§ **Requirements**: Set down, in full, every record in the block.

§ **Material for this task**:
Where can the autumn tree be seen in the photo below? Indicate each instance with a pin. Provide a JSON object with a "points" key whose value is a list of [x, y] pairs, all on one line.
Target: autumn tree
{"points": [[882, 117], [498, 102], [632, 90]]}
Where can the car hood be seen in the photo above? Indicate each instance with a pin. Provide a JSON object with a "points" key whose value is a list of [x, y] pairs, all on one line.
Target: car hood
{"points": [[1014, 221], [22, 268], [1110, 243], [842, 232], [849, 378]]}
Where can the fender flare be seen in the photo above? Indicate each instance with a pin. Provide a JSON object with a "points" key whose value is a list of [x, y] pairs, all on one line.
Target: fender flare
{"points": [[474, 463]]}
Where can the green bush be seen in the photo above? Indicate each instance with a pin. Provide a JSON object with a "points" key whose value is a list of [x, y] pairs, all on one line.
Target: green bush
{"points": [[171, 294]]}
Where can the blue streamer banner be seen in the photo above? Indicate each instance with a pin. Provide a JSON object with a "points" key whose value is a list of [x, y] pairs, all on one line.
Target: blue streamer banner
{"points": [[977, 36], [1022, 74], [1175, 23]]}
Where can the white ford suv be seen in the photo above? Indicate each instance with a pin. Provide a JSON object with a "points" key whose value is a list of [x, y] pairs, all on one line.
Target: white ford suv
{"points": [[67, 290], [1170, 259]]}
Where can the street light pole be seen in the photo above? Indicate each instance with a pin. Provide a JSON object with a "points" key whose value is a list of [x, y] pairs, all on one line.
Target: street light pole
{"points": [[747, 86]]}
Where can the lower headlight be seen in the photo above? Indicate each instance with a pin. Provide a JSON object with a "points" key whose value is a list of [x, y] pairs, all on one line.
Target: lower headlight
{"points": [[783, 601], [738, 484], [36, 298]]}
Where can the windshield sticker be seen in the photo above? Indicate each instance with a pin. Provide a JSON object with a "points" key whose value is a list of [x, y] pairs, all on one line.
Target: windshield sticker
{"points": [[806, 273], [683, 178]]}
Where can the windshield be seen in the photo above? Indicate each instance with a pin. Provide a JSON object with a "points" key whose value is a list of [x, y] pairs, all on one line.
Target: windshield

§ **Task answer**:
Where can the autumn tree be seen in the photo below? Indicate each instance with a pin. Provide a JSON object with a "points" key whose value is a list of [x, y] pairs, all on one line.
Target: autumn tree
{"points": [[882, 117], [498, 102], [632, 90]]}
Where can the car hood be seen in the photo above? Indicate each instance with a pin. Provide a JSON object with a "points" key whose value is a list of [x, y] pairs, all on one line.
Target: car hood
{"points": [[1014, 221], [22, 268], [1110, 243], [842, 232], [849, 378]]}
Where can the fender flare be seen in the photo above? Indicate each instance with a pin. Provide a JSON object with a "points" key whose value is a list of [x, y] pairs, all on one line.
Target: fender flare
{"points": [[474, 463]]}
Where can the green bush be seen in the photo above? Indicate each instance with a pin. Provide a JSON object with a "points" key whose value is a list of [x, y] pairs, all on one line.
Target: green bush
{"points": [[171, 294]]}
Where can the blue streamer banner be seen in the photo above? Indicate each instance with a pin. Provide a JSON object with a "points" key whose value is a list of [x, y] pairs, all on one line.
Target: blue streamer banner
{"points": [[977, 36], [1022, 74], [1175, 23]]}
Where can the white ford suv be seen in the photo above? Indicate each instance with a pin. Provide a JSON object with a "points" key whose value is a list of [x, y] pairs, all on one line.
Target: white ford suv
{"points": [[67, 290], [1170, 259]]}
Where can the street light pole be seen in the photo above? Indicate each instance with a pin. Provide a JSON object with a "points" key whose value is a list of [x, y] pairs, all on one line.
Target: street light pole
{"points": [[747, 86]]}
Where can the lower headlight be seen in the photo above? Indicate each instance with a pin. Provide a JSON object with a "points" key whose value is a list of [x, y] pairs, all on one line.
Target: lower headlight
{"points": [[783, 601], [738, 484], [36, 298]]}
Where can the windshield sticker be seen in the photo above? Indicate each instance with a pin. Provide a JSON object with a "points" key whose value is a list of [x, y] pairs, all on one line.
Target: windshield sticker
{"points": [[806, 273], [683, 178]]}
Where can the windshield be seen in the photo above? Indicate each instance with a pin. Provide a JSON object with a "points" key whose value is a list of [x, y] pairs, all on one line.
Target: windshield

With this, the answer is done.